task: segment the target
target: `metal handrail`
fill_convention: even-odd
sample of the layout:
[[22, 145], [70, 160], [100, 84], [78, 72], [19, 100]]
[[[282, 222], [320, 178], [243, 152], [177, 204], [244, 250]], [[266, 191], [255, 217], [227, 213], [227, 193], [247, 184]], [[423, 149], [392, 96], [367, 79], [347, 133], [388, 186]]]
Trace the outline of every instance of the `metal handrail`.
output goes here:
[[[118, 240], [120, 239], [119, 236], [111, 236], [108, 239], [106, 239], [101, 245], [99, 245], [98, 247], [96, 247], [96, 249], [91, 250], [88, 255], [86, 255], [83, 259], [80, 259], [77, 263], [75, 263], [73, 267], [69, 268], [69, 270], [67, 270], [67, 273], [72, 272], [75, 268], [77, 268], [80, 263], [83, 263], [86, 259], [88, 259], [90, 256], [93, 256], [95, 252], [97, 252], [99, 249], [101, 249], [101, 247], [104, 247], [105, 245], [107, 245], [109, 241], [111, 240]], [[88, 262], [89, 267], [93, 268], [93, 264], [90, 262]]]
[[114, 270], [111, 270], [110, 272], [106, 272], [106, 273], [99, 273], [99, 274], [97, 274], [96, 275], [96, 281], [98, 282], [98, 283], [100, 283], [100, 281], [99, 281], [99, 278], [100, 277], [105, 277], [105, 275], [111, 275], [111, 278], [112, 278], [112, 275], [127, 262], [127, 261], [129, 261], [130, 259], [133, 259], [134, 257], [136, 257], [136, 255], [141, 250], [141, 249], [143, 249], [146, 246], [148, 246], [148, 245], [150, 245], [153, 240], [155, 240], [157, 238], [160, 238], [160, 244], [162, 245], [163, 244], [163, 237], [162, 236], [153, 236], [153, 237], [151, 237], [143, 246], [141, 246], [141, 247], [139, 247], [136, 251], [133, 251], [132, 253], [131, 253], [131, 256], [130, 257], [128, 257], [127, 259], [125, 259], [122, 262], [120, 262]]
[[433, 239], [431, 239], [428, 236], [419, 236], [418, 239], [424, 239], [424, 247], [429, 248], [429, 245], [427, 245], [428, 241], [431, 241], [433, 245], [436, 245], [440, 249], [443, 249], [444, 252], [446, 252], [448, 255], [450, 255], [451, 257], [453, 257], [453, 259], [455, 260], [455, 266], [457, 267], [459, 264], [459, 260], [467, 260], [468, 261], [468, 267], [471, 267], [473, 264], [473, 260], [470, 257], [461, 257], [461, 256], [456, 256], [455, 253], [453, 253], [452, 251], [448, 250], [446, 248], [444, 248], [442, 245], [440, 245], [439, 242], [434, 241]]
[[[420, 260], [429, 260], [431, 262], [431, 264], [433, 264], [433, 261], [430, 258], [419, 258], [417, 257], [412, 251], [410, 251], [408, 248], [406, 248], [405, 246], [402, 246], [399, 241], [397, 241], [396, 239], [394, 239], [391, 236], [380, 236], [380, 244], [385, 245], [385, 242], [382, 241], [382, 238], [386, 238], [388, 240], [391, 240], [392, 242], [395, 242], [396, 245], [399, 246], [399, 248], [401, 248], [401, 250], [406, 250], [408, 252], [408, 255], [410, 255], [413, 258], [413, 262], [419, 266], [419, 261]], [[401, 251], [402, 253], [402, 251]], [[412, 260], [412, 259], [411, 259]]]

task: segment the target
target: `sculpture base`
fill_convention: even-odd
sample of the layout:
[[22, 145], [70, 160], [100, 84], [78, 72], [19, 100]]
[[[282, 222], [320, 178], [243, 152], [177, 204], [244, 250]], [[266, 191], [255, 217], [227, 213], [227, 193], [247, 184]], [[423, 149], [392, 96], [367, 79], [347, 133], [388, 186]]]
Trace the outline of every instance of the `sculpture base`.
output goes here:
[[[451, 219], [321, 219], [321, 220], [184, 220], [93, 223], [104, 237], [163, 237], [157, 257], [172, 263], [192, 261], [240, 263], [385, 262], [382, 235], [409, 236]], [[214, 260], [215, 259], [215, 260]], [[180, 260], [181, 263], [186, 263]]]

────────────────────────────────────────

◆ Problem statement:
Return what is listed above, exactly and completely.

◆ Complete answer:
task: segment the target
target: `metal handrail`
fill_convention: even-odd
sample of the layout:
[[22, 145], [70, 160], [100, 84], [78, 72], [19, 100]]
[[[282, 222], [320, 178], [243, 152], [177, 204], [244, 250]], [[266, 191], [255, 217], [227, 213], [227, 193], [247, 184]], [[423, 149], [392, 96], [367, 79], [347, 133], [388, 186]]]
Trace the outline of every instance of the `metal handrail`.
output goes here:
[[[118, 240], [120, 239], [119, 236], [111, 236], [108, 239], [106, 239], [101, 245], [99, 245], [98, 247], [96, 247], [96, 249], [91, 250], [88, 255], [86, 255], [83, 259], [80, 259], [77, 263], [75, 263], [73, 267], [69, 268], [69, 270], [67, 270], [67, 273], [72, 272], [75, 268], [77, 268], [80, 263], [83, 263], [86, 259], [88, 259], [90, 256], [93, 256], [95, 252], [97, 252], [99, 249], [101, 249], [101, 247], [104, 247], [105, 245], [107, 245], [109, 241], [111, 240]], [[88, 262], [89, 267], [93, 268], [93, 264], [90, 262]]]
[[114, 270], [111, 270], [110, 272], [106, 272], [106, 273], [99, 273], [99, 274], [97, 274], [96, 275], [96, 281], [98, 282], [98, 283], [100, 283], [100, 281], [99, 281], [99, 278], [100, 277], [105, 277], [105, 275], [111, 275], [111, 278], [112, 278], [112, 275], [127, 262], [127, 261], [129, 261], [130, 259], [133, 259], [134, 257], [136, 257], [136, 255], [141, 250], [141, 249], [143, 249], [146, 246], [148, 246], [148, 245], [150, 245], [153, 240], [155, 240], [157, 238], [160, 238], [160, 244], [162, 245], [163, 244], [163, 237], [162, 236], [153, 236], [153, 237], [151, 237], [143, 246], [141, 246], [141, 247], [139, 247], [136, 251], [133, 251], [132, 253], [131, 253], [131, 256], [130, 257], [128, 257], [127, 259], [125, 259], [122, 262], [120, 262]]
[[433, 239], [431, 239], [428, 236], [419, 236], [418, 239], [424, 239], [424, 247], [429, 248], [429, 245], [427, 245], [428, 241], [431, 241], [433, 245], [436, 245], [440, 249], [443, 249], [444, 252], [446, 252], [448, 255], [450, 255], [451, 257], [453, 257], [453, 259], [455, 260], [455, 266], [457, 267], [459, 264], [459, 260], [467, 260], [468, 261], [468, 267], [471, 267], [473, 264], [473, 260], [470, 257], [461, 257], [461, 256], [456, 256], [455, 253], [453, 253], [452, 251], [448, 250], [446, 248], [444, 248], [442, 245], [440, 245], [439, 242], [434, 241]]
[[[420, 260], [429, 260], [431, 262], [431, 264], [433, 264], [433, 261], [430, 258], [419, 258], [417, 257], [412, 251], [410, 251], [408, 248], [406, 248], [405, 246], [402, 246], [399, 241], [397, 241], [396, 239], [394, 239], [391, 236], [380, 236], [380, 244], [385, 245], [385, 242], [382, 241], [382, 238], [386, 238], [388, 240], [391, 240], [392, 242], [395, 242], [396, 245], [399, 246], [399, 248], [401, 248], [401, 250], [406, 250], [408, 252], [408, 255], [410, 255], [413, 258], [413, 262], [419, 266], [419, 261]], [[401, 251], [402, 253], [402, 251]], [[412, 260], [412, 259], [411, 259]]]

task: segment the target
target: `sculpture base`
fill_convention: even-odd
sample of the layout:
[[22, 145], [70, 160], [100, 84], [78, 72], [19, 100]]
[[[282, 222], [320, 178], [243, 152], [177, 204], [244, 250]], [[266, 191], [255, 217], [227, 213], [227, 193], [247, 184]], [[423, 149], [392, 96], [367, 79], [347, 133], [388, 186]]]
Trace the outline of every instance of the `sculpture base`.
output goes here:
[[[451, 219], [321, 219], [321, 220], [184, 220], [93, 223], [104, 237], [163, 237], [157, 257], [172, 263], [192, 261], [240, 263], [385, 262], [382, 235], [409, 236]], [[214, 260], [215, 259], [215, 260]], [[180, 260], [181, 263], [186, 263]]]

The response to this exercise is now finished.